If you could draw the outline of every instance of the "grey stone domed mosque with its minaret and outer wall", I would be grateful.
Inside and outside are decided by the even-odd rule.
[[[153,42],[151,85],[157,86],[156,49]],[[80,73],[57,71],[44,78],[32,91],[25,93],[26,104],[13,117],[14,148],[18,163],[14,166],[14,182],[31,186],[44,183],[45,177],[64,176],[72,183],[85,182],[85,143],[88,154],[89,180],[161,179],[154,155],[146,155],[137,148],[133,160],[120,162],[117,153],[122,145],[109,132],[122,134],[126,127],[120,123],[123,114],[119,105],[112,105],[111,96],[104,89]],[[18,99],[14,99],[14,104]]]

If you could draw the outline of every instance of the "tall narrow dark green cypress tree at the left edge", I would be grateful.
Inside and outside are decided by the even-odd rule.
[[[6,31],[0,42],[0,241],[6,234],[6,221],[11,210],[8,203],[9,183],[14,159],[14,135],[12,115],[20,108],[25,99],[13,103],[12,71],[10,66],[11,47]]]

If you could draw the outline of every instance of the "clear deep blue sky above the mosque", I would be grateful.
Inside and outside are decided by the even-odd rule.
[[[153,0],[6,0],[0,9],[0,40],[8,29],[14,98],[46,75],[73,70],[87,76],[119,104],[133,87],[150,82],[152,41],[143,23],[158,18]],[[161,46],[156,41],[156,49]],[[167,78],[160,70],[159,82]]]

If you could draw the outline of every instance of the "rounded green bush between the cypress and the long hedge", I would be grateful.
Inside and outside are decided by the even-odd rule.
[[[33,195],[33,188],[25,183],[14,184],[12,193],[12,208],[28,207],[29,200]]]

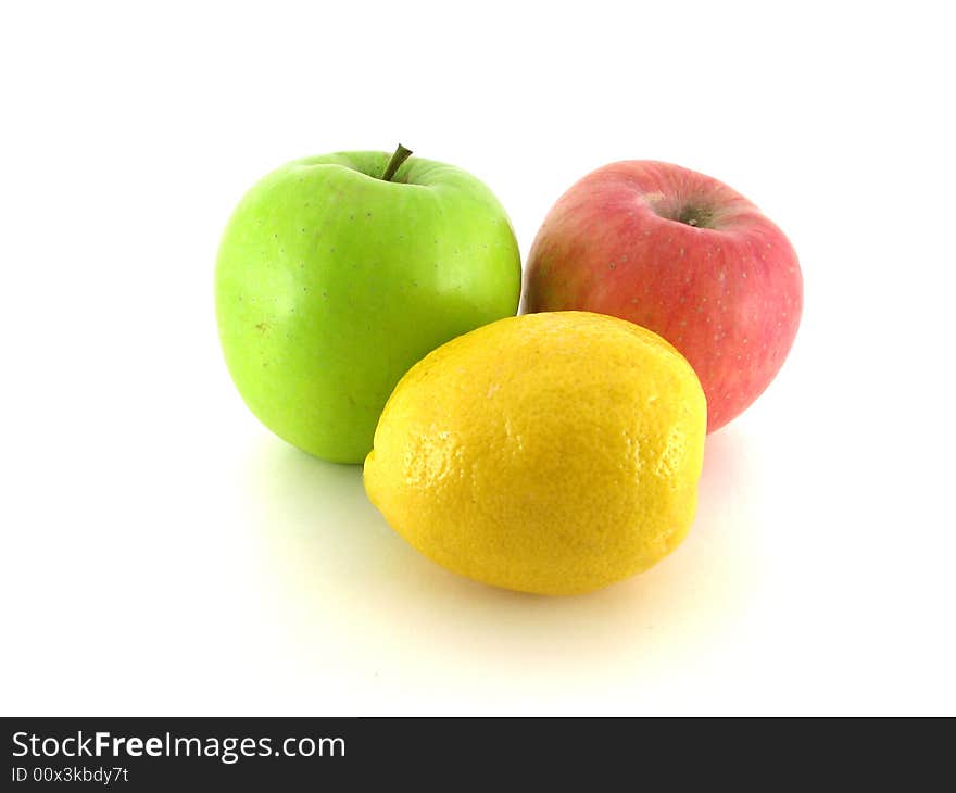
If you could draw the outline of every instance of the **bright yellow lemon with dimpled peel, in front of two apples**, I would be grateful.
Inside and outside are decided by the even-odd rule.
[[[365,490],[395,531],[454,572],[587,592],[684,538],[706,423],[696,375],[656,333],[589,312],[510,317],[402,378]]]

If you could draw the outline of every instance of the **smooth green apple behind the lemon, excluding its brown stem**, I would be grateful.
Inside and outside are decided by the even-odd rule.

* * *

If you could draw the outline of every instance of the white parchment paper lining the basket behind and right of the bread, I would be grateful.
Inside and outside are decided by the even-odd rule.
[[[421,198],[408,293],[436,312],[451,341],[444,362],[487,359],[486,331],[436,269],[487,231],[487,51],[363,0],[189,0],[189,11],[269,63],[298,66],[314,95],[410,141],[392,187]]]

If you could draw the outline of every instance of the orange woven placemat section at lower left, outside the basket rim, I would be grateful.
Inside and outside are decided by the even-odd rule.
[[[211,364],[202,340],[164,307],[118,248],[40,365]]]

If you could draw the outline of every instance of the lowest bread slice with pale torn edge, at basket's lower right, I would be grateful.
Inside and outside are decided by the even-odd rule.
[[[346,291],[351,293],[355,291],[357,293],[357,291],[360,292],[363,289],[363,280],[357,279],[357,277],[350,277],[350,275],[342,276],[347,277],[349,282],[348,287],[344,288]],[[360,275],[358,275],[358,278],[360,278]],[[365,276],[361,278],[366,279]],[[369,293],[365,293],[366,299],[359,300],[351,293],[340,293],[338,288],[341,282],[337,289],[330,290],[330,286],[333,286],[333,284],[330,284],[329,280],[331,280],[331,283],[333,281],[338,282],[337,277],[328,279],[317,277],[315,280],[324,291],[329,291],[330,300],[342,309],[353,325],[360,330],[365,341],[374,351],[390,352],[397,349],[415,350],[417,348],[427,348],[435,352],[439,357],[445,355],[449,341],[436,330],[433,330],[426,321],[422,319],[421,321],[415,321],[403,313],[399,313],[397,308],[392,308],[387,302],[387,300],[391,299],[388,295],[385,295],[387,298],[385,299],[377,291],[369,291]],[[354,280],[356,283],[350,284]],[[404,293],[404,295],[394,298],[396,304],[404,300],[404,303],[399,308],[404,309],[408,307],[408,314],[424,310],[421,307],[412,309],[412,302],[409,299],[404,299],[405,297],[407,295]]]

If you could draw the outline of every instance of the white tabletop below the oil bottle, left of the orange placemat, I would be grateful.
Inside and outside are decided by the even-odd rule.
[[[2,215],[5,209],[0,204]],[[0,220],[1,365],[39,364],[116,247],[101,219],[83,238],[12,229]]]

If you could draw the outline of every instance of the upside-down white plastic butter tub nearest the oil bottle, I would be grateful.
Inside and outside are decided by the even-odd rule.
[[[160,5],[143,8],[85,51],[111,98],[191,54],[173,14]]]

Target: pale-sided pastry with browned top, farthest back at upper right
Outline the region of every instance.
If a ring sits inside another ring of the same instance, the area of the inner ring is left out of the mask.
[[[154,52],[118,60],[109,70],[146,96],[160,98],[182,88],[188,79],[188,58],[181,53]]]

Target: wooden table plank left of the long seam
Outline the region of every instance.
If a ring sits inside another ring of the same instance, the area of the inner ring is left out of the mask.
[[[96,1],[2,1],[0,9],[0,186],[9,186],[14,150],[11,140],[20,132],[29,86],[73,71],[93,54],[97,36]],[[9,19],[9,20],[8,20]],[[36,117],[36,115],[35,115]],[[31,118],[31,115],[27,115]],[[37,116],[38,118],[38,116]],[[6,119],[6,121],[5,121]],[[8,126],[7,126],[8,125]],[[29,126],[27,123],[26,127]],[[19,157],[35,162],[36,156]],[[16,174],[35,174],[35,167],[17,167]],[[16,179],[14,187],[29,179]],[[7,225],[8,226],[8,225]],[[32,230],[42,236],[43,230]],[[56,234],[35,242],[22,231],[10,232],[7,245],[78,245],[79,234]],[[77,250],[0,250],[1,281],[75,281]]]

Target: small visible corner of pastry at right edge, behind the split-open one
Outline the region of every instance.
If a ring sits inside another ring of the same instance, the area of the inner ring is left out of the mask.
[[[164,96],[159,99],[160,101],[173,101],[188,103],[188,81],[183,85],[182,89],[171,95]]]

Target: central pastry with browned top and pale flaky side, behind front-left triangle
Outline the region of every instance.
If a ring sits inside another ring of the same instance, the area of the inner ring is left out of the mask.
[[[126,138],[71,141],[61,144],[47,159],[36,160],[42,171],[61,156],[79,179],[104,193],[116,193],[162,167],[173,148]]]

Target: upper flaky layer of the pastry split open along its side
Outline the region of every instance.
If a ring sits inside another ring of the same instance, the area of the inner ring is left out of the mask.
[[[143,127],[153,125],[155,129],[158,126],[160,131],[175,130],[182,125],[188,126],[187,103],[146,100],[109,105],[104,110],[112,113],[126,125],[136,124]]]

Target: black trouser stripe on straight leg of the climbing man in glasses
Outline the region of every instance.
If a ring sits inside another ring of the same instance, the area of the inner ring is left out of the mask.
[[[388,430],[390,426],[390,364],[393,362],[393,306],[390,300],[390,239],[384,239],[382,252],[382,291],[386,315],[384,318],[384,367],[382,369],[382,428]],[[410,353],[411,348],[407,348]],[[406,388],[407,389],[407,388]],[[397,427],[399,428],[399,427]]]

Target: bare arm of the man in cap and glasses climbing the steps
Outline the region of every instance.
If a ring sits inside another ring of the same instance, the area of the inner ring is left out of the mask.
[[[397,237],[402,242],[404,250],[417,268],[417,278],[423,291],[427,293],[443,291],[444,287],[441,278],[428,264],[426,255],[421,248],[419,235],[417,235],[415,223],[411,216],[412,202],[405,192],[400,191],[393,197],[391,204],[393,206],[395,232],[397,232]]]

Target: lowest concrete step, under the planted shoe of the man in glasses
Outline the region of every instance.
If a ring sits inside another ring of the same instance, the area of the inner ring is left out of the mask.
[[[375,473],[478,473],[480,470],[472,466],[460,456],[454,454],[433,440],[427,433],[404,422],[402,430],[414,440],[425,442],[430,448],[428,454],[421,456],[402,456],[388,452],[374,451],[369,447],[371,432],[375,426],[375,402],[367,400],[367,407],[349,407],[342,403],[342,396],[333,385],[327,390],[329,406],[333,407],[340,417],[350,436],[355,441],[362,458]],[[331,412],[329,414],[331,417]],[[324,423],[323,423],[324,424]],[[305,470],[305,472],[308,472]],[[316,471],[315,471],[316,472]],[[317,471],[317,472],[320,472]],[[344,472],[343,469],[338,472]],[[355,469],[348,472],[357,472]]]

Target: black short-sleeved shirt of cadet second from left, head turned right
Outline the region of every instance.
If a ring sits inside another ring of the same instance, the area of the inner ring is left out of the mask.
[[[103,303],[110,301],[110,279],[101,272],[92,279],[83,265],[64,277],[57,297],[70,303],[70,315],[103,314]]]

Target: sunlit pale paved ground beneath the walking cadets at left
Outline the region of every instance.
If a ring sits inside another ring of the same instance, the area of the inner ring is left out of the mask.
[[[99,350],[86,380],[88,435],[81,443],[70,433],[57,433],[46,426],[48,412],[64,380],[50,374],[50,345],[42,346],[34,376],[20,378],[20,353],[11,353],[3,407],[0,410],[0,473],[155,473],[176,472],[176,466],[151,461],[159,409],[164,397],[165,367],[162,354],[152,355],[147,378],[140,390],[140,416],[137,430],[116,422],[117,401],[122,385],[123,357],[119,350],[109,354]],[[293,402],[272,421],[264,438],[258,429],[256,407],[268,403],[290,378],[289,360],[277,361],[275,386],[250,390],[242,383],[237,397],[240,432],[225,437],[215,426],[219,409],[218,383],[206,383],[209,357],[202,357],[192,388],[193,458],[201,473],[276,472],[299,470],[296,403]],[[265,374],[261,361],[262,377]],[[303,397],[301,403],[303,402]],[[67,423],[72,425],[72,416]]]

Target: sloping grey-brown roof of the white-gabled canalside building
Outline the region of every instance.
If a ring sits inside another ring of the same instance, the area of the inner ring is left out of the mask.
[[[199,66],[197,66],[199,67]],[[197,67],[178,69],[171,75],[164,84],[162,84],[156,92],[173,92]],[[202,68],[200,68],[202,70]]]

---

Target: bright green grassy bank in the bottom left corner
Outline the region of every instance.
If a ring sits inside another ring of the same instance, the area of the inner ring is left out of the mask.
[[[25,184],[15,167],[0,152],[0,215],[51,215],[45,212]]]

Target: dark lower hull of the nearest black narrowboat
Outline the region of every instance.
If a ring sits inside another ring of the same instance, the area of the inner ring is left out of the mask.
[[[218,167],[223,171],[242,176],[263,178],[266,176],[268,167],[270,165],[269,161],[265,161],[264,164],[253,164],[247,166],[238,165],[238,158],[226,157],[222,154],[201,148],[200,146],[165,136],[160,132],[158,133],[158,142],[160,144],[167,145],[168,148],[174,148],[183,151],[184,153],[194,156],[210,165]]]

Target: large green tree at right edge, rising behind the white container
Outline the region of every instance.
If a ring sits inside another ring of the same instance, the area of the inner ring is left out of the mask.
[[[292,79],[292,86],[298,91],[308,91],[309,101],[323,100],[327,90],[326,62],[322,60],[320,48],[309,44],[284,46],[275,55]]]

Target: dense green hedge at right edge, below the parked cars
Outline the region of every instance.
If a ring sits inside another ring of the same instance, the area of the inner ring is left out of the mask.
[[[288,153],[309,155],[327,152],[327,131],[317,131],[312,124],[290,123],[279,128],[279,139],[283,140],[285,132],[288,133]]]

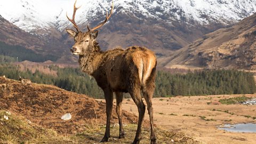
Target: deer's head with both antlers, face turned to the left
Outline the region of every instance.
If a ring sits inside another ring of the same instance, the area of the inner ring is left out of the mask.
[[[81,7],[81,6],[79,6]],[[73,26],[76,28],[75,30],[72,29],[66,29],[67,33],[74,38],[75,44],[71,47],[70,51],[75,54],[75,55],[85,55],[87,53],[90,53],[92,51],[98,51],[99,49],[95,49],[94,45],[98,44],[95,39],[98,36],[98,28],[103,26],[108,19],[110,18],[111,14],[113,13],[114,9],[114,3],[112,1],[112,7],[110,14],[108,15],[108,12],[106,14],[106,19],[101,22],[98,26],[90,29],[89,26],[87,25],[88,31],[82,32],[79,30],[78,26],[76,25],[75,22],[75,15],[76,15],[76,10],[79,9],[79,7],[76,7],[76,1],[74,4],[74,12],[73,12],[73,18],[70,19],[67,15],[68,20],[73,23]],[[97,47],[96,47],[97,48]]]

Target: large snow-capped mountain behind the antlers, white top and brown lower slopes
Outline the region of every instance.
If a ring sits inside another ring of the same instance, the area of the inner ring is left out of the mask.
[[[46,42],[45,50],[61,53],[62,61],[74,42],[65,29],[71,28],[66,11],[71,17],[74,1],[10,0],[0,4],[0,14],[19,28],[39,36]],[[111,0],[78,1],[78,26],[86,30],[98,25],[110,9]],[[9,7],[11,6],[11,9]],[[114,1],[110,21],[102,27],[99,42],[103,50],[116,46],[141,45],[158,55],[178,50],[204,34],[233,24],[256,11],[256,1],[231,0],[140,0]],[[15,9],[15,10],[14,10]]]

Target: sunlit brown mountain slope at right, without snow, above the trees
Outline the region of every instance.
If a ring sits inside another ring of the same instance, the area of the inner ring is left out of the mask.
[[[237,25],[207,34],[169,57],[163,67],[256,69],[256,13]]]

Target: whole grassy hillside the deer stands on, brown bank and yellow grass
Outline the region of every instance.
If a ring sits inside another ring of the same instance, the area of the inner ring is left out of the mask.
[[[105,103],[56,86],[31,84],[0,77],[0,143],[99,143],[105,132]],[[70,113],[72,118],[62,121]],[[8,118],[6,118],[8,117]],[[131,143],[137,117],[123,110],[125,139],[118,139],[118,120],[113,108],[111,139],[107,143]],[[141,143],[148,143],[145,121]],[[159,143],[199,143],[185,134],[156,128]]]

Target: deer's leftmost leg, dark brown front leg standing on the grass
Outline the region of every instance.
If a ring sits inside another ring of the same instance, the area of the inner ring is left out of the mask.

» TASK PROMPT
Take the listing above and repeat exactly the lines from the one containing "stone domed mosque" through the one containing "deep blue sky", both included.

» OUTPUT BELOW
If you could draw the outline of every instance of the "grey stone domed mosque with its minaret and outer wall", I would be grateful.
Inside and outside are decided by the even-odd rule.
[[[153,42],[151,85],[157,86],[156,49]],[[80,73],[57,71],[44,78],[32,91],[25,93],[26,104],[13,117],[14,148],[18,163],[14,166],[14,182],[31,186],[44,183],[45,177],[64,176],[72,183],[85,182],[85,143],[88,154],[89,180],[161,179],[154,155],[146,155],[137,148],[133,160],[120,162],[117,153],[122,145],[109,132],[122,134],[126,127],[120,123],[123,114],[119,105],[112,105],[111,96],[104,89]],[[18,99],[14,99],[14,104]]]

If you could draw the outline of every instance of the "tall narrow dark green cypress tree at the left edge", I would be grateful.
Inside and outside are decided by the even-odd rule.
[[[6,31],[0,42],[0,241],[6,234],[6,221],[11,210],[8,203],[9,183],[14,159],[14,135],[12,115],[20,108],[25,99],[13,103],[12,71],[10,66],[11,47]]]

If you could draw the outline of every instance of the "clear deep blue sky above the mosque", I would be grateful.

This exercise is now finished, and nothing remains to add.